Exercise: Will you give the material below again, every line exactly as it is?
┌─ Input material
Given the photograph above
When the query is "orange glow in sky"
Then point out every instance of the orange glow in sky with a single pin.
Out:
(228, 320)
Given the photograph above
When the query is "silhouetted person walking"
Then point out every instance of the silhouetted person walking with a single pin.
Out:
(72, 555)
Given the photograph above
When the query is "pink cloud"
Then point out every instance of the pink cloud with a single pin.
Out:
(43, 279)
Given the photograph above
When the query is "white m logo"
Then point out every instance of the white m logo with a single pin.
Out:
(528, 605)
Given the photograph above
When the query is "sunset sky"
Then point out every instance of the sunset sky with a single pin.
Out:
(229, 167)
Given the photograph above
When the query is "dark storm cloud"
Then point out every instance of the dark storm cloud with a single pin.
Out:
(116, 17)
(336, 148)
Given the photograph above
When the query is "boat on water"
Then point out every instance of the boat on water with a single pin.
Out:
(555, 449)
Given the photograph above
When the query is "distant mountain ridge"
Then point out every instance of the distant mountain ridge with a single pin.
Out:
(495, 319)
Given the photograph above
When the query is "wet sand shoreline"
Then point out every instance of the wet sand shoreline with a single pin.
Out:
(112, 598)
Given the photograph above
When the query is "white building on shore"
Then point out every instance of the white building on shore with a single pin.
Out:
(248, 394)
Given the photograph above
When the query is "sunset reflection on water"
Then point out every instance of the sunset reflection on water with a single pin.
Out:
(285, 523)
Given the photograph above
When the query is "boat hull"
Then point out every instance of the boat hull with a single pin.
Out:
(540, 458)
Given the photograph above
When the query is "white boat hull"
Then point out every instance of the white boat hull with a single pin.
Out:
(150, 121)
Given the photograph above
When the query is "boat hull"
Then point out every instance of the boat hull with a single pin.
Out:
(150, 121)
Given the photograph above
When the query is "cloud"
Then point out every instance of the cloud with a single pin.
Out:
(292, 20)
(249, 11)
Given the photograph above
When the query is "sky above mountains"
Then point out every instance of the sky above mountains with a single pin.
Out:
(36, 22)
└─
Exercise output:
Given the photograph above
When the query is "orange glow in sky"
Then point out every instance of the orange glow in sky with a single pin.
Out:
(228, 320)
Given the photograph above
When the query is "silhouetted person walking"
Then point out every instance of the silhouetted person walking with a single pin.
Out:
(72, 555)
Given the photograph above
When the query is "pink cloud"
Then point out every instance of the pink cloud with a single pin.
Out:
(43, 279)
Given the photograph above
When the query is "white m logo"
Then point out every instance of the white m logo with a single pin.
Out:
(528, 605)
Given the photograph above
When the query is "sunset sky"
Then point out every instance of the sunset sky with a single pin.
Out:
(229, 167)
Given the photograph above
When the query is "dark storm cloud"
Then point out every instance of the dark storm cloud with a single pin.
Out:
(116, 17)
(336, 148)
Given the photograph above
When the query is "boat on water"
Then point out every instance of the boat on water with a single pin.
Out:
(555, 449)
Given the photograph above
When the query is "distant mountain ridge"
Then point out every instance of the distant mountain ridge with a single pin.
Out:
(495, 319)
Given the photograph above
When the query is "wet sand shoreline"
Then point out every instance of the wet sand shoreline with a single pin.
Out:
(112, 598)
Given the photograph above
When the query is "white building on shore"
Then point out every instance of the white building on shore with a single pin.
Out:
(248, 394)
Given the photograph above
When the query is "sunset reflection on water"
Then point out every instance of the sunset reflection on water with a single pin.
Out:
(285, 523)
Given the photograph above
When the query is "boat hull"
Then point out every instance of the boat hull with a single pin.
Out:
(540, 458)
Given the photograph above
When the query is "white boat hull"
Then point out every instance of the white boat hull with a single pin.
Out:
(150, 121)
Given the photograph above
When the query is "boat hull"
Then point out every instance of the boat hull with a single pin.
Out:
(150, 121)
Given the photograph above
When the query is "cloud"
Then point out every instance of the cloud with a single pin.
Out:
(292, 20)
(249, 11)
Given the photograph above
When the query is "sky above mountains"
Then point out every instance of the sky above mountains with a single pin.
Out:
(36, 22)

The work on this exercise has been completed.